__Trecho do documento__.
◆ ◆ ◆ ◆

17 de agosto de 2010

Ensaio Sobre a Sujeira

Eu estou na craca do prato do almoço de domingo que você insiste em remover até me transformar em uma simples mancha. Você pensa que eu fui embora mas ainda estou lá, pequena, quase invisível. Você me nota, me olha, me analisa e me deixa. Fico mancha.
Estou na sua cabeça, embora você pense que me esconde.
Estou na sua boca quando você fala; e quando cala, gosto do calor entre seus dentes. Desço faringe, esôfago, fígado, estômago e sou mais intensa ao passar pelo pâncreas, percorro seus intestinos e você me manda embora, mas logo me formo mais uma vez dentro de você.
Entrei na sua casa através das botas do vizinho e fiquei encalacrada feito barro seco no tapete bege da sala, o aspirador de pó não deu conta de mim.
Estou o tempo todo dentro do seu nariz, você me respira incansável.

◆ ◆ ◆ ◆

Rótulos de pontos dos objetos
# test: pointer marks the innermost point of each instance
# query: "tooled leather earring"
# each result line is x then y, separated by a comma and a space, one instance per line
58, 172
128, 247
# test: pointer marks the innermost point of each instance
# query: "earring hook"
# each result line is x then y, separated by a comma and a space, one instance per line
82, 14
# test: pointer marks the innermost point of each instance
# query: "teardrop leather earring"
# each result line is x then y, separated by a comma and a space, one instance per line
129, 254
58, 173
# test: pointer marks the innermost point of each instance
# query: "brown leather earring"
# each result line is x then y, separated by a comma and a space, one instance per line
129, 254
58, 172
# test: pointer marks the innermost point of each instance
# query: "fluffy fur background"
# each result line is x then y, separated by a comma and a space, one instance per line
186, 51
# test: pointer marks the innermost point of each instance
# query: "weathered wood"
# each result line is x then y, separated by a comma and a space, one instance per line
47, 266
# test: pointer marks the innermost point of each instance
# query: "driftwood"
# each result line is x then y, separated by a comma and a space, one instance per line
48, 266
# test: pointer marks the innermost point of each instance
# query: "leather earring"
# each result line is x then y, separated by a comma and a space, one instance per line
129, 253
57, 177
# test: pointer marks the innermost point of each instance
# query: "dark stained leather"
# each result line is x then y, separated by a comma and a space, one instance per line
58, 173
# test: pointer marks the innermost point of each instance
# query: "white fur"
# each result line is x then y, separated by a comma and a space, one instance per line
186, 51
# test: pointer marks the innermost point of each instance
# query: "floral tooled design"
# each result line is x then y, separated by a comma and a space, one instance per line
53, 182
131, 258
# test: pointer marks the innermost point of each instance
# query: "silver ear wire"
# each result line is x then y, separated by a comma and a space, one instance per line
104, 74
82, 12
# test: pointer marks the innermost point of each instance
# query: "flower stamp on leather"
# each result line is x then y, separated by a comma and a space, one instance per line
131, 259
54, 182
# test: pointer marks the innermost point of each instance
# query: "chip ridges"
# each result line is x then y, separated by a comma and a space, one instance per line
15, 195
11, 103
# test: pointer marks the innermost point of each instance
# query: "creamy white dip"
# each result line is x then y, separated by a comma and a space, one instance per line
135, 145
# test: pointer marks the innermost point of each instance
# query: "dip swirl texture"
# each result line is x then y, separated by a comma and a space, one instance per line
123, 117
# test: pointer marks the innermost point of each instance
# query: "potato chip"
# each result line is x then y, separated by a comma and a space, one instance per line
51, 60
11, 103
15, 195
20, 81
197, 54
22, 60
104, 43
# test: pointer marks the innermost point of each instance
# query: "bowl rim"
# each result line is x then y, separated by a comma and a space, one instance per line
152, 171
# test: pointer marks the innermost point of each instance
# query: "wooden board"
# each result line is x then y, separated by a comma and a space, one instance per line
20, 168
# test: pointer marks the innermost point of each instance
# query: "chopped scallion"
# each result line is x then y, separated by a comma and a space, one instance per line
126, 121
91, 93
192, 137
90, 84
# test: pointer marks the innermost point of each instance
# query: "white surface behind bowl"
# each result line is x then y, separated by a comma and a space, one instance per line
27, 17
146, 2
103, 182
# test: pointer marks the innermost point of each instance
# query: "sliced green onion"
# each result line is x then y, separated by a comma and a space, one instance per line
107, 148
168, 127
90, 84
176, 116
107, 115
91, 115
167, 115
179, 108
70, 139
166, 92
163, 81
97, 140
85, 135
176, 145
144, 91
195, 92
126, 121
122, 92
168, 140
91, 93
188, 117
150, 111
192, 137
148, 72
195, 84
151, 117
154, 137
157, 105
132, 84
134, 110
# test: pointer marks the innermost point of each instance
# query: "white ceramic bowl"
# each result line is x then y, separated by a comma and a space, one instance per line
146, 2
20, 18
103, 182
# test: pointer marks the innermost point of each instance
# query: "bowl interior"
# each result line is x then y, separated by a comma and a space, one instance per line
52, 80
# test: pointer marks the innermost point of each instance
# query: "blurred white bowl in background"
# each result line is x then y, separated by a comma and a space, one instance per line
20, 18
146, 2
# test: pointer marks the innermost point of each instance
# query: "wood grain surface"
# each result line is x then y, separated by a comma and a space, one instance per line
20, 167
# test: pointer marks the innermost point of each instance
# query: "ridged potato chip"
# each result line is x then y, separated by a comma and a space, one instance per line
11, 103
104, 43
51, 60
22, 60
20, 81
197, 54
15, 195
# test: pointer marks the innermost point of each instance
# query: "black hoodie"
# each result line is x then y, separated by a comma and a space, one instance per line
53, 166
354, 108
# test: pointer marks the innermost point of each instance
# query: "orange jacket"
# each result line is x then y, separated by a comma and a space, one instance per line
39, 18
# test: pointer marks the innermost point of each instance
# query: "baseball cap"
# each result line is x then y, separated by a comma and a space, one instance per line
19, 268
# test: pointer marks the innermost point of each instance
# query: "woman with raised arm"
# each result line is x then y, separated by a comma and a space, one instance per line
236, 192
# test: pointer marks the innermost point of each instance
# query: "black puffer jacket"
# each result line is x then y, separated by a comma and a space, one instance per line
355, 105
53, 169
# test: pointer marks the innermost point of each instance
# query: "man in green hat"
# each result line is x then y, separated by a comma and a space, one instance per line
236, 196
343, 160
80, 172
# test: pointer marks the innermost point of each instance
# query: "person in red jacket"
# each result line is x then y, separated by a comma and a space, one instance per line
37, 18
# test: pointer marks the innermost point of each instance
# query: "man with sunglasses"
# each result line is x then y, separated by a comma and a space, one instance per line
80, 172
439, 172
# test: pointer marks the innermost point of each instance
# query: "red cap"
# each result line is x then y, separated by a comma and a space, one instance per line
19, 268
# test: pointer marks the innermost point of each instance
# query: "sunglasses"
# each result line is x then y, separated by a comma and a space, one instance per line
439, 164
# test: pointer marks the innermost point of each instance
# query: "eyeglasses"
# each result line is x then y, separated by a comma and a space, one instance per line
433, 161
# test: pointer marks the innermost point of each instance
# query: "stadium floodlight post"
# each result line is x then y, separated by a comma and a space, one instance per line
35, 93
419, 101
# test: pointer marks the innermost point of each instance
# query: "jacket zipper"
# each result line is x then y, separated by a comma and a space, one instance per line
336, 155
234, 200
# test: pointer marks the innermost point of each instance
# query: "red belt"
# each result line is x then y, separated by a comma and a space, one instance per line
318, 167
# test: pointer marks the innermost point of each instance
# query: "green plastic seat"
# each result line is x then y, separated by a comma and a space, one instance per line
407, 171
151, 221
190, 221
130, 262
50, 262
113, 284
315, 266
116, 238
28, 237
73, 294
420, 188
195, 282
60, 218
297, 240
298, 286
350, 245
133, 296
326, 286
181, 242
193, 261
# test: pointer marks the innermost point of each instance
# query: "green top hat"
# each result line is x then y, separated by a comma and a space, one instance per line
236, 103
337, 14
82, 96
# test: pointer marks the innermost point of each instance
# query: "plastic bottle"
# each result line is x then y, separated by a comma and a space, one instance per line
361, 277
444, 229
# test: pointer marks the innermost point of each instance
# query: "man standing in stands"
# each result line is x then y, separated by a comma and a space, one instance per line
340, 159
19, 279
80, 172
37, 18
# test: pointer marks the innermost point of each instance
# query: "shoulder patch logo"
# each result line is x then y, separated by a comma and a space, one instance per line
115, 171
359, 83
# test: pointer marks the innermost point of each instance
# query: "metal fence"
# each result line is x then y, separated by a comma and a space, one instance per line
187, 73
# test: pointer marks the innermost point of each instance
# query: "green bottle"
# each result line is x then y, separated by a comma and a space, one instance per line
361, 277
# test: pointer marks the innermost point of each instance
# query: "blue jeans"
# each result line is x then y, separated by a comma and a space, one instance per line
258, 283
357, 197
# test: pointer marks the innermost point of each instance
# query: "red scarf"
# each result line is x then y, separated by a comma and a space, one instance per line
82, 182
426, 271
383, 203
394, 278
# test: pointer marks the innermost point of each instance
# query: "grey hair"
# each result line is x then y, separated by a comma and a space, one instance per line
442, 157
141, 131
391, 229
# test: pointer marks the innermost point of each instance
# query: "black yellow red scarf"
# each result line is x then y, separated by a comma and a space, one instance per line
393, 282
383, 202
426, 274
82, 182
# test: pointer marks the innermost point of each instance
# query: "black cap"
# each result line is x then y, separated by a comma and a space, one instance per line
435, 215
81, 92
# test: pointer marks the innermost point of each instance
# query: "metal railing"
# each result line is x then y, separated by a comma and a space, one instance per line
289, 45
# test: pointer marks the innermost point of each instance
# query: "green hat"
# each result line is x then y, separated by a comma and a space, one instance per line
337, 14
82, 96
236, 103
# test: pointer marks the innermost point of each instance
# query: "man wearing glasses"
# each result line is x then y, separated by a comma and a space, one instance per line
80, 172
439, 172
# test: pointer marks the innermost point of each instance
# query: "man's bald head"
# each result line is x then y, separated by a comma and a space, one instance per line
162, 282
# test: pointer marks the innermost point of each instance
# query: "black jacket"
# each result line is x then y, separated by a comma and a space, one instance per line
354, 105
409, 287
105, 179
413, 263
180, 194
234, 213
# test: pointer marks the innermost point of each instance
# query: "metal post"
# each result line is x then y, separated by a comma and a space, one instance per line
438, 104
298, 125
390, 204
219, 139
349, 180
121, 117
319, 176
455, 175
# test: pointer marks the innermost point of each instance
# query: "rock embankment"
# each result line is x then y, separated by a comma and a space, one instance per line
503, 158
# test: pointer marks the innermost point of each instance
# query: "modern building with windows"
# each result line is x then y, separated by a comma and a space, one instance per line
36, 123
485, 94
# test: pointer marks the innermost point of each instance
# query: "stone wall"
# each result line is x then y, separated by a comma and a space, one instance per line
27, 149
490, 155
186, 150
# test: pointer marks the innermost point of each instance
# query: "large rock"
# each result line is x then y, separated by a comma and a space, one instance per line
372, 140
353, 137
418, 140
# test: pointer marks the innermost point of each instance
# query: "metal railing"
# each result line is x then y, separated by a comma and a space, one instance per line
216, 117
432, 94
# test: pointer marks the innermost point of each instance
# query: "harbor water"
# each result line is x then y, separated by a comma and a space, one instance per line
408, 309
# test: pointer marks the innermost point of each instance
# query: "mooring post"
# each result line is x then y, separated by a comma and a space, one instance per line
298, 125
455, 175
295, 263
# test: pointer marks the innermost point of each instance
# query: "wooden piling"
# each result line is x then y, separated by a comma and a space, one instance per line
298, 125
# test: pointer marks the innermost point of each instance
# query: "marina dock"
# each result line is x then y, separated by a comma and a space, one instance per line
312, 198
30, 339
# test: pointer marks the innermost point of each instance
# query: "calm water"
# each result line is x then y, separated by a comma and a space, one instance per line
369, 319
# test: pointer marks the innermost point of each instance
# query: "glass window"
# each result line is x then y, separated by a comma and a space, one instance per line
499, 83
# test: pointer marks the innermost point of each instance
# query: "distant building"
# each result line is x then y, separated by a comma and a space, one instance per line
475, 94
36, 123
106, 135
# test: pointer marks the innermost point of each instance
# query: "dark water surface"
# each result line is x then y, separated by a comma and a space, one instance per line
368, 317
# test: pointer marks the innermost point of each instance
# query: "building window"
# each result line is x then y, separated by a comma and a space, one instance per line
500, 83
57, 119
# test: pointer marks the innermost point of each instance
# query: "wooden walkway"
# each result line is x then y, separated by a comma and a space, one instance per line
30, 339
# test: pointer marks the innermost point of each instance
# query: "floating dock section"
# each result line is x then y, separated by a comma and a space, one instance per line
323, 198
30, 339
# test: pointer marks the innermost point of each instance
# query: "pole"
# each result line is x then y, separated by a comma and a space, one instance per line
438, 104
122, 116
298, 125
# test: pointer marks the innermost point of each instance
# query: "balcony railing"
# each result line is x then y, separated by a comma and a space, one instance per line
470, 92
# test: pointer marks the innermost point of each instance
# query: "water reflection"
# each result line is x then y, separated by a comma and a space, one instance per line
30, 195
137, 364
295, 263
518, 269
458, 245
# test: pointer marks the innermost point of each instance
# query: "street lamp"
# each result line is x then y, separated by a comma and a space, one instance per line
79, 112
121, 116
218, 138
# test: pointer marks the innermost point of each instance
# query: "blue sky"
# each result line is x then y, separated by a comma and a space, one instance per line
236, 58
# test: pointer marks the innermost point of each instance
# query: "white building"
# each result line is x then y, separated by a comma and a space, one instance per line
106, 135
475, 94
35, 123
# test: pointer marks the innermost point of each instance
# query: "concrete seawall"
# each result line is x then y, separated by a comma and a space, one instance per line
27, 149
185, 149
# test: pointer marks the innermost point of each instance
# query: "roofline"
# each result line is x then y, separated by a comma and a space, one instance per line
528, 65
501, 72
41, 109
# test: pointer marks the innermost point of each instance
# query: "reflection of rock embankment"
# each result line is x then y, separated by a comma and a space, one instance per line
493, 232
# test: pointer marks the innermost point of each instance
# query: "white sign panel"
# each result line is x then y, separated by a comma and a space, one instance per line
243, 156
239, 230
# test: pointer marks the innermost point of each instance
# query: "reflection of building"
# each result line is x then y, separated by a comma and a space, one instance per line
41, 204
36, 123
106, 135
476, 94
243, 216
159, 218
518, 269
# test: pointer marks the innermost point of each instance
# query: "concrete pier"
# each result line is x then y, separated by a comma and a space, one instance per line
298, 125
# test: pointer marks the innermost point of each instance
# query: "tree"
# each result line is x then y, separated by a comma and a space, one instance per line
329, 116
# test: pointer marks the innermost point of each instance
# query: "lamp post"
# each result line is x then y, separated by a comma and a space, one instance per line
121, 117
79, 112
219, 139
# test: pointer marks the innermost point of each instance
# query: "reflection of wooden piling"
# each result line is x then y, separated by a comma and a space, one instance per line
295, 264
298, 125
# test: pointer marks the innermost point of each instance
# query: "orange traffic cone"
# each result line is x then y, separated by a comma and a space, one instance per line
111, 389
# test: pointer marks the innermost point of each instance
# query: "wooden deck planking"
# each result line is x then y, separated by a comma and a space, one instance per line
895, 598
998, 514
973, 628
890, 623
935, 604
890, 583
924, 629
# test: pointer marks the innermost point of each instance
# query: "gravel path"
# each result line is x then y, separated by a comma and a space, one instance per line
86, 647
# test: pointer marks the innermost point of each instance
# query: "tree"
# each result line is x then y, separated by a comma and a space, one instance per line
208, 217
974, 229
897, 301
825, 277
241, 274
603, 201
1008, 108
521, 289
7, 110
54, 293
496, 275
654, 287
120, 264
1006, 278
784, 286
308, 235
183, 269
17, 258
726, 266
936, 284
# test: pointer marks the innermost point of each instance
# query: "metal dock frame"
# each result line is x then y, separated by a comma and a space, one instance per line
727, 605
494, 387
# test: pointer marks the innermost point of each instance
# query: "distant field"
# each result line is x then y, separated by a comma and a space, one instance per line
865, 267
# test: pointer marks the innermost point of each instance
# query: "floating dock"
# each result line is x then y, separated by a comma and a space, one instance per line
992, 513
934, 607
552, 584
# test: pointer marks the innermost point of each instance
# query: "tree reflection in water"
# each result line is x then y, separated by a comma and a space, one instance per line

◆ ◆ ◆ ◆

__Instruções do exercício__.
1) Transcreva do ensaio sobre a sujeira o trecho que vai de "Estou na sua cabeça, embora" até "conta de mim.".
2) Responda, com base no ensaio sobre a sujeira:
(a) De que maneira quem narra entrou na casa?
(b) Que aparelho não deu conta de quem narra?
(c) Ao passar por qual órgão quem narra diz ser mais intensa?

__Respostas__.
1)
Estou na sua cabeça, embora você pense que me esconde.
Estou na sua boca quando você fala; e quando cala, gosto do calor entre seus dentes. Desço faringe, esôfago, fígado, estômago e sou mais intensa ao passar pelo pâncreas, percorro seus intestinos e você me manda embora, mas logo me formo mais uma vez dentro de você.
Entrei na sua casa através das botas do vizinho e fiquei encalacrada feito barro seco no tapete bege da sala, o aspirador de pó não deu conta de mim.

2)
(a) Através das botas do vizinho.
(b) O aspirador de pó.
(c) O pâncreas.